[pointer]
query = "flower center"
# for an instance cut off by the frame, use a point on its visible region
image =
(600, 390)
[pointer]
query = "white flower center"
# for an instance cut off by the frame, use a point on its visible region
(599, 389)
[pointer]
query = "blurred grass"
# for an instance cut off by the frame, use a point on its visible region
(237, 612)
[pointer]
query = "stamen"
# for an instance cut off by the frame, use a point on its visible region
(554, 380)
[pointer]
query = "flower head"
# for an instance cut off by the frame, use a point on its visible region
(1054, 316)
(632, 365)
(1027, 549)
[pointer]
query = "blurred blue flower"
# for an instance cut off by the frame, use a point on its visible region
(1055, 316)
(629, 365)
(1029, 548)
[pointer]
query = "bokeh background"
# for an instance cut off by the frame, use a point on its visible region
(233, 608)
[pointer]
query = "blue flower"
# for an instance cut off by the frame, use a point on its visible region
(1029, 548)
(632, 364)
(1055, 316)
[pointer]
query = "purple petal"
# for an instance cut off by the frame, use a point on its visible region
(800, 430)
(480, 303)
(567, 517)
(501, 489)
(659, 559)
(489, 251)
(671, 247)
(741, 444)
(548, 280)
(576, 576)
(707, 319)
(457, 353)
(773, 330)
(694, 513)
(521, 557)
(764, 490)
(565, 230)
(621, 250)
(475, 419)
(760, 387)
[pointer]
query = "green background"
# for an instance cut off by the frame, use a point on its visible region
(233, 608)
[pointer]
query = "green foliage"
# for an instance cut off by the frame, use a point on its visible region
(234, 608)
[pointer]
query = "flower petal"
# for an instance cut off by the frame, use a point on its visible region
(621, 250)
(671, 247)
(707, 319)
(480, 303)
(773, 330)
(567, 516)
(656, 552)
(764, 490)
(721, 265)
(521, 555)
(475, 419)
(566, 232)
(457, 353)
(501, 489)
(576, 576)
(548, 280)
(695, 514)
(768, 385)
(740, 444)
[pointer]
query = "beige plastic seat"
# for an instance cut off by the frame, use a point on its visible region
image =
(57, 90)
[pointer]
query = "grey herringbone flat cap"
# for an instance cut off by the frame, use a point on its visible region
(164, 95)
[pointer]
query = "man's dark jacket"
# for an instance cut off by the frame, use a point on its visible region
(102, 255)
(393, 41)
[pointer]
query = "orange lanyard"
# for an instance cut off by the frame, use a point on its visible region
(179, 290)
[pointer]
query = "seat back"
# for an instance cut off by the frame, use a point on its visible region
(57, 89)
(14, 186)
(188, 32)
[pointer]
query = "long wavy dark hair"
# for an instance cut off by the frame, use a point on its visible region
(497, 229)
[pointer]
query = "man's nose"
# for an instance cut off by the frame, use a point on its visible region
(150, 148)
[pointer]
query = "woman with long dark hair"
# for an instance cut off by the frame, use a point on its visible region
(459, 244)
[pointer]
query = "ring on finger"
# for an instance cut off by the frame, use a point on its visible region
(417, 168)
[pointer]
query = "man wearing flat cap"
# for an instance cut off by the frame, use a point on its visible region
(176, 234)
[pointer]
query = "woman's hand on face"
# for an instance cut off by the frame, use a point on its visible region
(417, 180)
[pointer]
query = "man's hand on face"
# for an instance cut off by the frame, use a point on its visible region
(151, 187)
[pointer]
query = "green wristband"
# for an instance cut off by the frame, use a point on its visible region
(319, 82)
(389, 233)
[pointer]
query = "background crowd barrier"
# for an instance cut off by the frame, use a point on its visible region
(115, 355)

########################################

**Aim**
Transcribe the records above exactly as they appear.

**Answer for this exercise**
[pointer]
query = "flower center"
# for an instance cut off by the frame, use a point on its visible region
image =
(600, 390)
[pointer]
query = "white flower center"
# for an instance cut off by the frame, use a point on its visible region
(599, 389)
[pointer]
query = "blurred grass"
# for an instance cut off by the frame, use a point on its visible region
(237, 612)
[pointer]
query = "stamen"
# for an instance cut off by the frame, use a point on its visible region
(554, 380)
[pointer]
query = "flower head"
# for an instance cut off by the frame, use a point on its visible region
(1054, 316)
(632, 365)
(1027, 549)
[pointer]
query = "blurred blue flower"
# for an instance cut off by the frame, use a point on its visible region
(1055, 316)
(629, 365)
(1029, 548)
[pointer]
query = "bokeh background"
# for an instance cut off by the frame, use a point on its visible region
(233, 608)
[pointer]
query = "blue flower"
# for an instance cut off by the frame, use a point on its visible region
(1029, 548)
(632, 364)
(1055, 316)
[pointer]
query = "purple petal"
# for an instance cut off by the frame, use a point on its visible region
(800, 430)
(480, 303)
(567, 517)
(501, 489)
(659, 559)
(489, 251)
(671, 247)
(741, 444)
(548, 280)
(576, 576)
(707, 319)
(457, 353)
(773, 330)
(694, 513)
(521, 557)
(764, 490)
(565, 230)
(621, 250)
(475, 419)
(760, 387)
[pointer]
query = "green background"
# for an instance cut off by the frame, use a point on its visible region
(233, 608)
[pointer]
query = "green foliage"
# for an instance cut off by the frame, use a point on its visible region
(234, 608)
[pointer]
query = "flower petal"
# for an instance cut off by the frame, use a point on its visible region
(621, 250)
(671, 247)
(707, 319)
(480, 303)
(773, 330)
(567, 516)
(656, 552)
(764, 490)
(721, 265)
(521, 555)
(475, 419)
(566, 232)
(457, 353)
(501, 489)
(576, 576)
(548, 280)
(695, 514)
(768, 385)
(740, 444)
[pointer]
query = "beige plastic seat"
# for an instance cut off by the frame, use a point on its visible region
image =
(57, 90)
[pointer]
query = "grey herringbone flat cap"
# for an instance cut off by the frame, use a point on its visible region
(164, 95)
[pointer]
query = "man's dark jacket"
# for an instance cut off by the frame, use a point on its visible region
(102, 255)
(393, 41)
[pointer]
query = "orange lanyard"
# for an instance cut off by the frame, use a point on its visible region
(179, 290)
[pointer]
query = "seat back"
# for an instance cut off by the frame, use a point on its visible region
(57, 89)
(14, 186)
(188, 32)
[pointer]
query = "long wavy dark hair"
# for an instance cut off by the frame, use a point on its visible region
(497, 229)
[pointer]
query = "man's nose"
# for an instance cut off by the frame, use a point on its visible region
(150, 148)
[pointer]
query = "woman with long dark hair"
# for an instance cut off by the frame, use a point on its visible region
(459, 244)
[pointer]
query = "ring on finger"
# for an instance cut off by the frame, use a point on its visible region
(417, 168)
[pointer]
query = "man wearing flat cap"
# for an instance cut off by the frame, use a point on its visible region
(176, 234)
[pointer]
query = "woman's hand on face"
# for an instance cut off by the frame, use a point on its visible region
(417, 180)
[pointer]
query = "man's hand on face"
# for an instance cut off by the frame, use a point on its visible region
(151, 187)
[pointer]
query = "green wristband"
# for an instance cut off by the frame, use a point on its visible region
(319, 82)
(389, 233)
[pointer]
query = "background crowd barrier"
# for an instance cut off by the frame, use a point on its visible region
(115, 355)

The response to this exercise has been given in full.